→ **TEXT EXTRACT**
AI workloads often involve long learning cycles that can span days or weeks. In such scenarios, high-latency and lossy communication between GPU server clusters can significantly impact job completion times or lead to failure. AI workloads require low-latency, lossless networks, necessitating appropriate hardware, software features, and configurations to address this. RoCEv2-based Ethernet solutions for connecting GPUs require advanced queueing techniques to provide the needed lossless fabric by GPU accelerators. 

The need for multiple GPU and Parallelism

To better understand why the standard ethernet-based fabric cannot support Inter-GPU communications, we must understand how and why GPUs must communicate with each other. During the initial AI/ML training stage, raw data is collected from various sources, including the Internet, databases, and cloud storage. Data scientists then label or segment the data into tokens. These tokens will train the neural network system to generate accurate query responses. Training such extensive datasets requires substantial computational power, often involving numerous GPUs managing data exceeding petabytes. The data and tokens are divided into smaller batches and processed on multiple GPU nodes using parallel computing techniques like data and model parallelism. 

Embracing RoCE for efficiency, the AI backend leverages GPU clusters for intricate calculations, accelerating AI model training. Transferring the model's gradients between GPUs is crucial to maintaining output consistency as tasks shift. When AI/ML neural networks and data sets get large, the batch process jobs must be spread across multiple parallel GPUs in a node or between GPU nodes across a fabric using Parallelism techniques. GPU coherence protocols do not obtain ownership for written data or atomics, and they must perform synchronization between all GPU nodes in a cluster during the batch job runs. The batch job will do a local Sync and then a global send to synchronize non-local GPUs, as shown in the diagram below.

The GPUs in a cluster work together, performing calculations to achieve the desired outcomes. Synchronization occurs at the end of each batch run, ensuring all GPU nodes are in sync before starting the next batch run. This synchronization traffic is sent across all of the GPUs in the cluster, ensured through the RMDA protocol using RoCEv2 with Ethernet, referred to as "Long-Lived" or "Elephant flows." Below, we see how the batch jobs are run on a single GPU; a local sync is done and then sent outbound to connect to all the other GPUs in the GPU cluster design. Those GPUs then send their synchronization via their global send, and each GPU receives all of the Global sends from other GPUs. These are then used as a weighted average with the local sync, which finally does a Local update, and the subsequent batch job proceeds. 

GPU synchronization problems

Let's examine the synchronization traffic patterns between GPU nodes running our neural networks. We see multiple cases where a single GPU has to send synchronization data to all of the other GPUs in a cluster. If the participating GPUs are not on the same GPU node, we MUST connect to the other GPUs across a fabric, in this case, an Ethernet-based RoCEv2 fabric. Since a high-end GPU can push 400Gbps of long-lived flows, it is pretty easy to see how a switch's input and output buffers can be overrun and start to drop packets. Since RoCEv2 is UDP-based, TCP retransmission techniques do not work, so these long-lived flows must be allowed to traverse the fabric from sender to receiver intact. As we can see in the All-Gather, All-to-All, and All-Reduce synchronization flow traverses the fabric in both directions, the fabric must support non-blocking and hence no packet loss for each flow in every direction.

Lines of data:
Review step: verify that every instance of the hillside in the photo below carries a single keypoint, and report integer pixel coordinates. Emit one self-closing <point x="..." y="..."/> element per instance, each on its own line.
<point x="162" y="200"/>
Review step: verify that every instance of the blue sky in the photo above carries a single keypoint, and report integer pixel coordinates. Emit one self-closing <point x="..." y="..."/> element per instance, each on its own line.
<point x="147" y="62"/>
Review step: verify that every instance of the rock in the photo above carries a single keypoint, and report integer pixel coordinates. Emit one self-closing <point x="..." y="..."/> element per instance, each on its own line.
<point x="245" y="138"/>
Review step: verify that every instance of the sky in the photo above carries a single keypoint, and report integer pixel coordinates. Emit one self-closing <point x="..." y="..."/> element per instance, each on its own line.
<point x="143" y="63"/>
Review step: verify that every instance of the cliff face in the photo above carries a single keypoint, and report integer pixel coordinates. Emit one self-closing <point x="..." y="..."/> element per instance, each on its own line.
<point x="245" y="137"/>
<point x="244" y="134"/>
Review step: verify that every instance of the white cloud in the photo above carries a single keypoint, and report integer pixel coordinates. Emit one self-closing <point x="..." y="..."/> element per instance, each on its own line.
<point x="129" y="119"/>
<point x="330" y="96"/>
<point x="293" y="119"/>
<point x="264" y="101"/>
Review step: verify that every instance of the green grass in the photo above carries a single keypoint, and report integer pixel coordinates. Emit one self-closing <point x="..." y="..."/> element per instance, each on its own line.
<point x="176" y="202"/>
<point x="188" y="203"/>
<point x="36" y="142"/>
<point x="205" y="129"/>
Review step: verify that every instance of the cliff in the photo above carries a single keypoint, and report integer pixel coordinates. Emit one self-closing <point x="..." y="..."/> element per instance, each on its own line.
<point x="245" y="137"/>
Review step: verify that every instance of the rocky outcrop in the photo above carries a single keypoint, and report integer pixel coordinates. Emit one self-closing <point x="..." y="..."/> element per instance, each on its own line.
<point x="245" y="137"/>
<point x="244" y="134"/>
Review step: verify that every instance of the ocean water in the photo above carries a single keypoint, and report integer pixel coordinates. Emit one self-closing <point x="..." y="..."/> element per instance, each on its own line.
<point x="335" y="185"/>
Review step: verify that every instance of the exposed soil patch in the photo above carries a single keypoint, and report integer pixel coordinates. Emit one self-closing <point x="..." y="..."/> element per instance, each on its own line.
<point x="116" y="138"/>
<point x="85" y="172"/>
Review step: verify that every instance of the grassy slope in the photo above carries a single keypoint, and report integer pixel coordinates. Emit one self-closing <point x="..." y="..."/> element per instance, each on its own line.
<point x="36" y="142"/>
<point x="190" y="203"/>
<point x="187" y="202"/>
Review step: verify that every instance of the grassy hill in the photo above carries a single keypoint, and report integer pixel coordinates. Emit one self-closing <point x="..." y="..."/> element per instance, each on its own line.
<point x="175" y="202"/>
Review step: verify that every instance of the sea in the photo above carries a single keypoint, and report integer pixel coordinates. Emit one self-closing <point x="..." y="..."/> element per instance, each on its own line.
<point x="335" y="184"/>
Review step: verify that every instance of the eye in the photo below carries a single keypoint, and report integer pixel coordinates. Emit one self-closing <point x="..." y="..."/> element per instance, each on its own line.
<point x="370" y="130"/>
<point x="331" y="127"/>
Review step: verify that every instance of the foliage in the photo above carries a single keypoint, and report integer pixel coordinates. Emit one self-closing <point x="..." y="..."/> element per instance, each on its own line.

→ **WRITTEN PROBLEM 1**
Please copy the GPU networking text from "AI workloads often" up to and including "by GPU accelerators.".
→ **WRITTEN PROBLEM 2**
Translate this sentence from the GPU networking text into Spanish: "Since RoCEv2 is UDP-based, TCP retransmission techniques do not work, so these long-lived flows must be allowed to traverse the fabric from sender to receiver intact."

→ **PROBLEM SOLUTION 1**
AI workloads often involve long learning cycles that can span days or weeks. In such scenarios, high-latency and lossy communication between GPU server clusters can significantly impact job completion times or lead to failure. AI workloads require low-latency, lossless networks, necessitating appropriate hardware, software features, and configurations to address this. RoCEv2-based Ethernet solutions for connecting GPUs require advanced queueing techniques to provide the needed lossless fabric by GPU accelerators.

→ **PROBLEM SOLUTION 2**
Dado que RoCEv2 se basa en UDP, las técnicas de retransmisión de TCP no funcionan, por lo que se debe permitir que estos flujos de larga duración atraviesen la red de conmutación intactos, desde el emisor hasta el receptor.